(Requirement):
Could you give the rows below again with "component" switched to "module" and everything else unchanged, leaving the pictures out?

(Information provided):
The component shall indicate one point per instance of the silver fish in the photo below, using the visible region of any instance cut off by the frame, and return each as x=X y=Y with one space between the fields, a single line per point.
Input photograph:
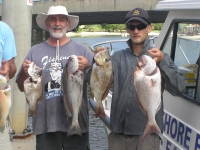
x=72 y=86
x=101 y=79
x=147 y=82
x=33 y=87
x=5 y=102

(Exercise solution):
The module shall indicate one point per instance of the silver fish in the photo below, using the visible region of any instance cut off by the frame, and return each as x=X y=Y with one space between the fields, a single line per point.
Input photograph:
x=72 y=86
x=101 y=79
x=147 y=82
x=33 y=87
x=5 y=102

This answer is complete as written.